=== GIVEN PROBLEM ===
Please pull out every line in the listing below that contains the word "bark".

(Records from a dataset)
● ● ● ●

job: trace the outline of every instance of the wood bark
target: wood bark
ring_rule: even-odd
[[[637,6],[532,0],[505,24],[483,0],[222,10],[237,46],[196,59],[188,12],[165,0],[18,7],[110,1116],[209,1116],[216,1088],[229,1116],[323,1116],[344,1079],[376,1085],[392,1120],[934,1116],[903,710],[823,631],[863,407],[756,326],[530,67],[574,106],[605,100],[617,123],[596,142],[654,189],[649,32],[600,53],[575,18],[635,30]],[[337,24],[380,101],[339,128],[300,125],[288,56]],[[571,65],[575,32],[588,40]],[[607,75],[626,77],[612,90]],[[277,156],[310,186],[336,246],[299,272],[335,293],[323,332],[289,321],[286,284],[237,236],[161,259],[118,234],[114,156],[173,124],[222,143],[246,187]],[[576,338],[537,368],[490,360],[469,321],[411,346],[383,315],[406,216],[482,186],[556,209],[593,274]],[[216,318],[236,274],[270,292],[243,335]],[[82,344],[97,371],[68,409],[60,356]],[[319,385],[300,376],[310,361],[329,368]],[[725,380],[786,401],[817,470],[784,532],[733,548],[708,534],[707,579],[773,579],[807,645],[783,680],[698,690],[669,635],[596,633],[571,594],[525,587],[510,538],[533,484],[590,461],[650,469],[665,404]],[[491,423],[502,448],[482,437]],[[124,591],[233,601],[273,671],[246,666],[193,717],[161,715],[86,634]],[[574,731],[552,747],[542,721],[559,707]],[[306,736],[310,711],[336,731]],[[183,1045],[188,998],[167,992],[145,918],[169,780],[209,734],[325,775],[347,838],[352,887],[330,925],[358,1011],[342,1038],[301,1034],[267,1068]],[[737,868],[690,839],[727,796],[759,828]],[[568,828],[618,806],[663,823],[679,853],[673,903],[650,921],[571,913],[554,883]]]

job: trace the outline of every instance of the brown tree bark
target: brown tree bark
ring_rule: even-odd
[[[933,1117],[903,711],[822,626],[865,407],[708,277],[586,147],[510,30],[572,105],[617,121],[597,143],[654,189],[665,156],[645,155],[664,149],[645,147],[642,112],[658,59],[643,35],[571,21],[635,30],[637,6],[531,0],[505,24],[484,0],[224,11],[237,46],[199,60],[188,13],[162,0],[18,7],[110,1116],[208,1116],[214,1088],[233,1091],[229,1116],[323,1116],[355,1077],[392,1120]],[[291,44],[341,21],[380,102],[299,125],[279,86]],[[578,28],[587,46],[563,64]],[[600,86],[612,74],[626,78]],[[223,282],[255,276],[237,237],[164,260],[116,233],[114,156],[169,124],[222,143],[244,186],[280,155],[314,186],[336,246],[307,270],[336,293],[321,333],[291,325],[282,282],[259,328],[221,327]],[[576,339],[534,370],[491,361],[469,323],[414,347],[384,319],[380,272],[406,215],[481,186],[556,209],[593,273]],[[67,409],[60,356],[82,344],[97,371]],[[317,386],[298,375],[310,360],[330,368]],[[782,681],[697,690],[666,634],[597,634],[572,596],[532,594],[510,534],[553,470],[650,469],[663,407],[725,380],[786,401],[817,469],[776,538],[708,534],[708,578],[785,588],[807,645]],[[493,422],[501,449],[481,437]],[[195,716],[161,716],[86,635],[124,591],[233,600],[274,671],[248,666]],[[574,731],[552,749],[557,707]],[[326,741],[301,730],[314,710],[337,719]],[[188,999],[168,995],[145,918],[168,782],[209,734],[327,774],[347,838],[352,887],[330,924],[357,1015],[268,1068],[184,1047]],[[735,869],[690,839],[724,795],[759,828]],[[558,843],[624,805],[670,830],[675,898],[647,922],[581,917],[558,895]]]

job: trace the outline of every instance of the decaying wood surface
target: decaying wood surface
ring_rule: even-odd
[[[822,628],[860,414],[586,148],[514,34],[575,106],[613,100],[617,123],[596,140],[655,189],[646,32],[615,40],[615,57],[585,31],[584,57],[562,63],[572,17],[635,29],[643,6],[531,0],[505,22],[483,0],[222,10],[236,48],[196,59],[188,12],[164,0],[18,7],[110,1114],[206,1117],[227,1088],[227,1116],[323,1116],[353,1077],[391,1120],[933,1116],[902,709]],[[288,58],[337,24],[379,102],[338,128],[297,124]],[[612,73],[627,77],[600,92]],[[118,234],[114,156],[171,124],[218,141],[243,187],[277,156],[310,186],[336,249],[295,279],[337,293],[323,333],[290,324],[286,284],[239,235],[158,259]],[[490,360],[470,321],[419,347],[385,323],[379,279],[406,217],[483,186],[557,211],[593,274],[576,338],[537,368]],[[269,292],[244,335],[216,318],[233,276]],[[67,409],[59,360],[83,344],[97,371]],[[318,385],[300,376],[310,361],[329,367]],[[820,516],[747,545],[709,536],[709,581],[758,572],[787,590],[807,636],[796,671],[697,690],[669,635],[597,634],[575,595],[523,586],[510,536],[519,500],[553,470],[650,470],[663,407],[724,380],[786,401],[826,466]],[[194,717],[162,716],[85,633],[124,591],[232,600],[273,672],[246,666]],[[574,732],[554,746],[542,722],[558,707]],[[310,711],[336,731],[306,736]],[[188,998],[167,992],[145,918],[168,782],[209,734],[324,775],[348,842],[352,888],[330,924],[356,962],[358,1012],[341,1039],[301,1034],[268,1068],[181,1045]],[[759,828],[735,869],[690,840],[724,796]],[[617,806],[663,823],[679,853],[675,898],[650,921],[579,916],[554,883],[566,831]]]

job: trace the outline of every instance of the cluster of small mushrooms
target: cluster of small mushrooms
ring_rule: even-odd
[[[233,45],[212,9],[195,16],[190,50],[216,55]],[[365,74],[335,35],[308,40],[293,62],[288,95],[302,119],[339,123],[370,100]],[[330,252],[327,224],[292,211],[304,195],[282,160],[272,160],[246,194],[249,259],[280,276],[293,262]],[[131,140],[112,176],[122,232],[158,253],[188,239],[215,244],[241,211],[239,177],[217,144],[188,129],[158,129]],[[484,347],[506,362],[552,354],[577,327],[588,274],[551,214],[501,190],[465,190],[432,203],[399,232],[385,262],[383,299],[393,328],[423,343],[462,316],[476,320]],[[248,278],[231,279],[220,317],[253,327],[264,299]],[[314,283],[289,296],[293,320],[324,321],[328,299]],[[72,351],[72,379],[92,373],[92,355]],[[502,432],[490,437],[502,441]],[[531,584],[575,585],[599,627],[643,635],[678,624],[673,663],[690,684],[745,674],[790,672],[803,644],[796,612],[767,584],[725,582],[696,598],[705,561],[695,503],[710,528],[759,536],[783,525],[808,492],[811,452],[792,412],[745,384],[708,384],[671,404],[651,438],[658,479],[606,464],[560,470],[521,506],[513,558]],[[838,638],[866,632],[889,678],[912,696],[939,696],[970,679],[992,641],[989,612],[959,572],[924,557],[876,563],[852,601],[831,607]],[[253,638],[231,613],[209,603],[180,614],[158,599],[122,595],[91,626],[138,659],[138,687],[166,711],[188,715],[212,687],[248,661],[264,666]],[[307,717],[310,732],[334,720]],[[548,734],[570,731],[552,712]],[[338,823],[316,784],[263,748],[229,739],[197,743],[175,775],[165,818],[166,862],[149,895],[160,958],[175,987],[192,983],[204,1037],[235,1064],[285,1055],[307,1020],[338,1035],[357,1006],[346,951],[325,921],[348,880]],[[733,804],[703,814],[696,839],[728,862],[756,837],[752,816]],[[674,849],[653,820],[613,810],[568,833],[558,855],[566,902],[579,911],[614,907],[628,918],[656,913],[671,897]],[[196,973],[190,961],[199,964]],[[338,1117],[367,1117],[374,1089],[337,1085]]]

● ● ● ●

=== SOLUTION ===
job: trace the outline of every instance of the wood bark
target: wood bark
job: trace the outline of every instance of the brown tree bark
target: brown tree bark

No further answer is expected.